Point-based annotation data:
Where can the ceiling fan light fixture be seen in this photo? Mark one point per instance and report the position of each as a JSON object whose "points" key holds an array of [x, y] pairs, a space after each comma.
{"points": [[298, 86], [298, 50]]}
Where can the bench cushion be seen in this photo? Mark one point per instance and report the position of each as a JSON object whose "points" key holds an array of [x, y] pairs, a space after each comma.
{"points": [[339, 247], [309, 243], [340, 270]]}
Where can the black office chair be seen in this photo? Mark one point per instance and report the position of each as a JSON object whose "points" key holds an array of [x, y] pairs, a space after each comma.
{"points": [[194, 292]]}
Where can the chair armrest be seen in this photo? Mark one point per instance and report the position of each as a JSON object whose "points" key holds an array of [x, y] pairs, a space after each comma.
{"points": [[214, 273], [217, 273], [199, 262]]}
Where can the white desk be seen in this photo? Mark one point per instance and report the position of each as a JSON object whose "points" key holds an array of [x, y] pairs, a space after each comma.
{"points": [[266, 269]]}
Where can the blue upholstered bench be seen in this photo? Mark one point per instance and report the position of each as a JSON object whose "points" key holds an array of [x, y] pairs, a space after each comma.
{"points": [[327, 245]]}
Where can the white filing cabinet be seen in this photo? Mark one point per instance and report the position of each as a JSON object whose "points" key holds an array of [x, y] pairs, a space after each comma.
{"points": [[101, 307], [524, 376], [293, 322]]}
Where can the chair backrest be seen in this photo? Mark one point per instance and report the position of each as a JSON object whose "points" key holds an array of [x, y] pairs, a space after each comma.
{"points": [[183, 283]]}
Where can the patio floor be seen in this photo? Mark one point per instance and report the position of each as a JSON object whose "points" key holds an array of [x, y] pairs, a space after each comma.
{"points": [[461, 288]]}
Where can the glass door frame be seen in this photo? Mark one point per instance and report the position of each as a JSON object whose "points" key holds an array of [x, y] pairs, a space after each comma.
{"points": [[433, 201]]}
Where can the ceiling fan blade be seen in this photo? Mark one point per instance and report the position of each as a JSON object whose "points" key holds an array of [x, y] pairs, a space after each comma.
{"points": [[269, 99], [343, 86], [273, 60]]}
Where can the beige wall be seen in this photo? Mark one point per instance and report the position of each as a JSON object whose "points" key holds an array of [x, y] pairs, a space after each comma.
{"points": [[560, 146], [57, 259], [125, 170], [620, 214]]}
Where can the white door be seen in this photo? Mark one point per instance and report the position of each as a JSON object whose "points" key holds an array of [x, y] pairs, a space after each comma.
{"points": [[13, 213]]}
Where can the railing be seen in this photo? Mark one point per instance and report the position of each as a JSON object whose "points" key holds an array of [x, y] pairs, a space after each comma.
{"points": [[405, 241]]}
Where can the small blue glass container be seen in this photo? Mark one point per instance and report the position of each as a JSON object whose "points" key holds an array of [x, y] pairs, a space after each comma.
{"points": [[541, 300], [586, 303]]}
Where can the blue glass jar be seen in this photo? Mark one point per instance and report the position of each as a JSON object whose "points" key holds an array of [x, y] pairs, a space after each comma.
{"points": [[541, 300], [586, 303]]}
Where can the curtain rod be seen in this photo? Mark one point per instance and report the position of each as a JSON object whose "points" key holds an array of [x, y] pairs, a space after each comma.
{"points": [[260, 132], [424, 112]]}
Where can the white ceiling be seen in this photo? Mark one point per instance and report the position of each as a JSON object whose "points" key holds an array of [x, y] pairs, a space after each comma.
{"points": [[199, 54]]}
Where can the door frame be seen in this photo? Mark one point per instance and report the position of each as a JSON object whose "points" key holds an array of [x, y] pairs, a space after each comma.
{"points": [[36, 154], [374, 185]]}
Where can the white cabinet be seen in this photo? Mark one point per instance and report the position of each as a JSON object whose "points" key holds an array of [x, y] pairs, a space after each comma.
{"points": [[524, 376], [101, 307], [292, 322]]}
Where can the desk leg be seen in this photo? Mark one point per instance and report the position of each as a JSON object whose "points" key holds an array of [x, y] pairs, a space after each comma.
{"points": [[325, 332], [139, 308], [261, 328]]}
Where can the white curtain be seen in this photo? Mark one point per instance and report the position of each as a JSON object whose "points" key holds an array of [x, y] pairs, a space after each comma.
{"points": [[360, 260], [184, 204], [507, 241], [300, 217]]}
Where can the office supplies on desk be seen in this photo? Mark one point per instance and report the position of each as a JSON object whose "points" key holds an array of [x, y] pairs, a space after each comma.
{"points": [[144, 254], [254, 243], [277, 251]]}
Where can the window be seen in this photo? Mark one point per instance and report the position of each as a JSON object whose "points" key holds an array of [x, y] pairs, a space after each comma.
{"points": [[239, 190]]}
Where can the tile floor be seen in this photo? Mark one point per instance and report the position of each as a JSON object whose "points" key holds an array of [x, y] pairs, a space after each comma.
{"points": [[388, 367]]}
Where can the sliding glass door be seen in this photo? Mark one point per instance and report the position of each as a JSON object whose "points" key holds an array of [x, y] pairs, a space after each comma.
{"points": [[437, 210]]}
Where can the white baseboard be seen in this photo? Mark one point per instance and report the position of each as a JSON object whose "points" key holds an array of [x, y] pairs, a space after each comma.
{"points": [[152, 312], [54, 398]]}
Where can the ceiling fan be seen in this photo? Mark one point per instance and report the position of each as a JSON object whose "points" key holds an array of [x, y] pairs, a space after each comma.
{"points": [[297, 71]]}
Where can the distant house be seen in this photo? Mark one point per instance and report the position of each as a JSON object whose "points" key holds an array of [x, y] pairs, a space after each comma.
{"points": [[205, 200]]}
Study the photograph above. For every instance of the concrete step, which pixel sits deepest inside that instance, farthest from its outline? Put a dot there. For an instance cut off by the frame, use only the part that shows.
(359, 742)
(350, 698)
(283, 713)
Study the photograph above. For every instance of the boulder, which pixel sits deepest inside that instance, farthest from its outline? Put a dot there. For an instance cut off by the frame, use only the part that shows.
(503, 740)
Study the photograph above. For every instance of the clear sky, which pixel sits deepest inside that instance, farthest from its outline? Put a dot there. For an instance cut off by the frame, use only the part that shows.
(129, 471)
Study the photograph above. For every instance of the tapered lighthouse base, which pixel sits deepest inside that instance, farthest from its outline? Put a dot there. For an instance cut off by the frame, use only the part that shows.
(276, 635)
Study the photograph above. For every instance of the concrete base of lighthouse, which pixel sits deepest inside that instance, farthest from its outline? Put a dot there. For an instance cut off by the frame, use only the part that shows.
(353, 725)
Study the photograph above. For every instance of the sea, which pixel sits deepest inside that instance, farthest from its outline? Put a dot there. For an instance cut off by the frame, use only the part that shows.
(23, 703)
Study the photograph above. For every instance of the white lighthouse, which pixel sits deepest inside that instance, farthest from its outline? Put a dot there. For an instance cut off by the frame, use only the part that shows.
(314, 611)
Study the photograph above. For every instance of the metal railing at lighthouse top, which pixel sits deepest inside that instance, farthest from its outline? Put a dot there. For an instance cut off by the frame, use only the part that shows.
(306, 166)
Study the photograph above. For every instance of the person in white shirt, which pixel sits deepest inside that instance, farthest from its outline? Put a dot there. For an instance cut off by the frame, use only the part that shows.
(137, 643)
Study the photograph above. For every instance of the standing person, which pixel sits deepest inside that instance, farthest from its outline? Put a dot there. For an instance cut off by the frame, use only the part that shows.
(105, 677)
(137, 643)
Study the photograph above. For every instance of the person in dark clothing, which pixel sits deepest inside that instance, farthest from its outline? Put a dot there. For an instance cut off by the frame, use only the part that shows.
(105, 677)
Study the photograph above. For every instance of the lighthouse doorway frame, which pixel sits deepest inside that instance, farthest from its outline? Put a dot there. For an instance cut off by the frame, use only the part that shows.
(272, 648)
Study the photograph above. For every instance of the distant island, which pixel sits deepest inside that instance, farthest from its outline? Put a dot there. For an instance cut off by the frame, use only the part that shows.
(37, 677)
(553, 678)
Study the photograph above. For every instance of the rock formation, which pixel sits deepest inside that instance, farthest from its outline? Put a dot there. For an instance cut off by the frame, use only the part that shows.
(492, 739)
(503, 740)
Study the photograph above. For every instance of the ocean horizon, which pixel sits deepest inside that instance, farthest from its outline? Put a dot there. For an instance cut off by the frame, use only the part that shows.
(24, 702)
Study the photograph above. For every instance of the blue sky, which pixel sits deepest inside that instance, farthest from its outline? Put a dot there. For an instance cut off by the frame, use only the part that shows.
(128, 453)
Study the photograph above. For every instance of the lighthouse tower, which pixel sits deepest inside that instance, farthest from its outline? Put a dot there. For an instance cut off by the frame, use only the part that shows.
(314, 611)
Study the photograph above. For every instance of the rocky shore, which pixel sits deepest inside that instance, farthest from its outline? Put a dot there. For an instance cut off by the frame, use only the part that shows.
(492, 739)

**TASK DESCRIPTION**. Update everything from the line containing "person in dark" down through the end of the data by swapping "rocky shore" for "rocky coastline", changing nothing else. Give back only those lines.

**RESULT FOR THIS TASK**.
Study the photograph above. For every instance of the person in dark clothing, which pixel sits deepest inside that instance, farthest from its outline? Put a dot there. For an instance cut off by the frame, use only the part that shows.
(105, 677)
Study the photograph above. For every instance of the lighthouse doorway frame, which pixel sits deepest inside that instance, farthest from its outline? Put a dot there. For an instance cut off by the frame, use only the part that shows.
(272, 648)
Study the photograph above. For every instance of the distant island, which pixel sits deepest inside that instance, farthest from its outline? Put a dot there. For an instance cut off by the frame, use only the part that shows.
(37, 677)
(553, 678)
Study the photograph above. For every instance of the rock formation, which pixel sits deepest inside that instance, farthest from its outline? Put a dot there. For an instance cut off by the frame, use only the part that shows.
(492, 739)
(503, 740)
Study the photograph above. For every instance of the ocean horizon, which pixel sits deepest inside that instance, farthest from its outline? Put a dot there. For an instance cut off by the frame, use only the part that shows.
(24, 702)
Study the photograph above. For every instance of the blue sky, which pixel sits deepest inside that instance, farthest from its outline? Put a dot there. For an instance cut off by the frame, use only the part that shows.
(128, 453)
Study the photograph above. For every instance of the lighthouse tower, which pixel sits deepest inside that instance, farthest from its outline? Put a dot there. For an instance cut off by the frame, use only the part that shows.
(314, 611)
Study the photograph above. For every instance of the rocky coastline, which pixel sits deepest inside that instance, farthest from its outline? Put a dot there. For an instance cut off by the frame, use only the part that shows.
(492, 739)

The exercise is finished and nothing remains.